SELECTION:
^^^^^^^^^^^^^^^^

LykkeIt was at that moment I had an idea. I had been reading a book at the time called The Little Book of Lykke: Secrets of the World’s Happiest PeopleThe book described what makes the Danish some of the happiest people in the world, and one of the reasons is their habit of creating a strong sense of community, not just at work, church, or school, but in a much larger sense. In some Danish neighborhoods residents not only share a cup of sugar or the occasional power tool with one another, but they go far beyond. They offer regular help to each others’ children with homework, provide childcare so young parents can have a night out, and most surprisingly, eat dinner together on a regular basis. The cooking and cleanup duties are scheduled so that once every so many weeks each resident takes a turn as part of a crew that does all of the meal planning, grocery shopping, cooking and clean-up. Everyone else gets to sit back, relax, and enjoy a meal among friends. As I sat at happy hour that evening, I proposed my idea.

I said that I didn’t see myself ever becoming a daily attendee at happy hour, but would continue to show up as often as time allowed. However, I reminded the others how summer has a habit of fading away and everyone inevitably retreats into their own homes for the winter. I suggested that it would be nice if we continued to connect all year long, and that we consider incorporating a once-monthly neighborhood dinner. (I admit, this was a bit selfish on my part. Since dinner is important to me, I wanted to incorporate the neighborhood gathering into my own schedule.) I briefly described what I’d been reading in the book, and the others were quickly enthusiastic about what I’d proposed. There was much discussion about whether each dinner should have a theme. Should it be pot-luck? What night of the month should it be held? Should we dress up? Come as you are? Paper plates or real dinnerware?

We ultimately decided that there didn’t have to be a definition to these dinners. We would simply take turns hosting. The host family gets to decide what and how it will be served. If they want to invite others to contribute, that’s fine. The most important thing is to make time for each other on a regular basis.

As I had proposed this idea, Jack and I were nominated to host the first neighborhood dinner. Scheduling the exact date proved challenging as we tried to work around work schedules, other social commitments, kids’ sports schedules and what-not. September was supposed to have the first gathering, but it got away from us. Still, we finally found a night that works for everyone and this Tuesday evening I’ll be welcoming the neighbors into our house for a lasagna dinner. I’m trying not to worry about the fact that our most recent home projects aren’t quite finished and the house isn’t perfect. But will it ever be? Probably not. Besides, I still have so much vacation time in my account at work that I decided to take some time off to prepare for our guests. The house will be clean and I’ll have plenty of time to cook. No sense stressing out any more than I have to over this thing, right? So what the heck. I made it a four-day weekend. Besides, when my life comes to a close am I going to wish that I’d spent more time working on the house than spending quality time with others? I certainly hope not.

^^^^^^^^^^^^^^^^

DATASET EXCERPT:
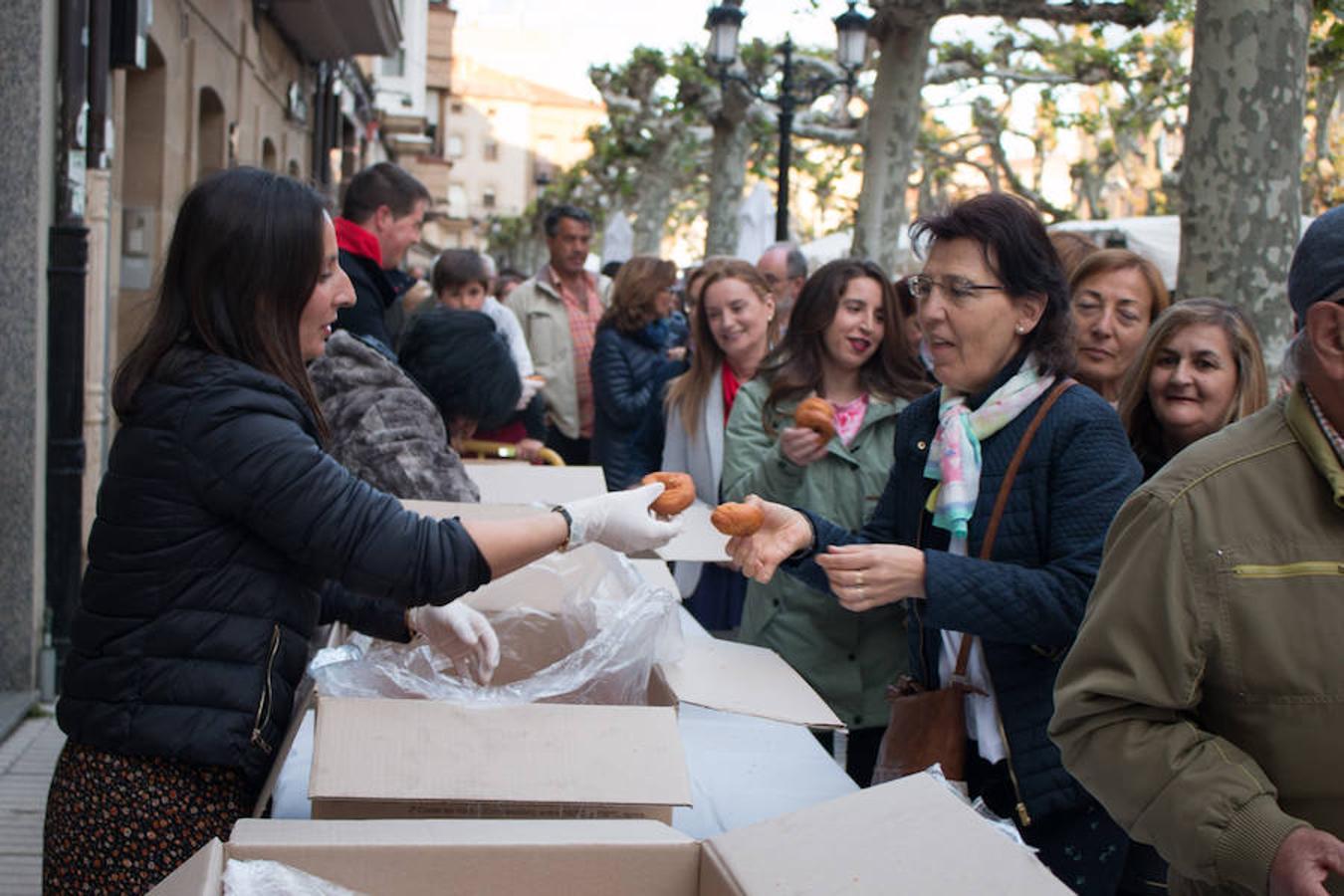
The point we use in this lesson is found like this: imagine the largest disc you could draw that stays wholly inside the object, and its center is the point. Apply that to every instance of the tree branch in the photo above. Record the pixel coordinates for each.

^^^^^^^^^^^^^^^^

OBJECTIVE: Pick up the passage about starting a monthly neighborhood dinner after its last sentence and continue it.

THE OUTPUT:
“I’m here to be babysat.”

These are the words that have greeted me several times lately upon answering the front door. One of the neighbor kids, Little J has clearly decided he likes spending time at our house.

A little background… A few years ago, Little J’s family moved in next door. Theirs was a yours, mine and ours kind of family. But in the short time since they settled in the house, life changed and their family situation became challenging. To make a long story short, Dad has primary custody of eight year-old Little J and his two older brothers, E and Big J. The boys are often home alone. Dad works the afternoon shift and often doesn’t get home until late. The boys often have to take their meds on their own and tuck themselves into bed for the night.

In recent years, this neighborhood has seen a boom in young families again. Much like when my kids were growing up, the yards are often filled with bunches of kids playing whiffle ball or tag. Gangs of children are often racing their bikes around the neighborhood streets. Little J is usually in the mix. And he’s often in the middle of a stir. Either the other kids (or parents) eventually ask him to leave, or he removes himself from the situation. All too often we’ve seen him trudge home slowly across our front yard, his head hanging dejectedly.

Jack, who is usually out in the garage or yard working on one project or another during the warmer months, is often witness to the fracas. On such occasions, he started calling Little J over to ask him what went wrong. Inevitably, there’d be some talk about how Little J might handle himself differently in the future in order to get along with the other kids. But nothing much changes. Little J has more than your typical share of emotional and behavioral issues to work through. With the boys’ dad being gone at work so often during these times, Little J began relying on Jack to be his friend when the other kids no longer wanted him around.

One evening not long ago when I wasn’t home, Little J and E were on their own while Dad worked. They had been outside playing with the neighborhood kids when it began to rain. All of the other kids ran to their own homes, but as there was thunder and lightning in the dark sky, the two boys were afraid to go home to an empty house. Jack invited them in, and unbeknownst to me, later spoke to the boys’ dad to let him know we’d be happy to help out with the kids whenever help was needed. Dad seemed embarrassed and said the kids didn’t need a babysitter, but he was grateful to know they had someone with whom they could check in during times of need.

Little J had other ideas. The following day, I had no sooner arrived home from an exhausting day at work when my doorbell rang. I pulled the front door open and there stood Little J.

“Is Jack home?” he asked.

“Nope,” I replied. “He’s supposed to be, but I’m not sure where he is. Sometimes he works later than usual. He’ll probably be home soon.”

“Well,” Little J responded looking away, “I’m supposed to be babysat.”

I was tired and had planned on plopping down on the couch to read for a while before making dinner. I made a mental note to remind Jack that if he was going to offer to babysit the neighborhood kids, then it was his responsibility to be at home to do the job. But Little J is so stinkin’ cute, and in my heart I knew that the kid just needed some positive attention, so I said, “Come on in.”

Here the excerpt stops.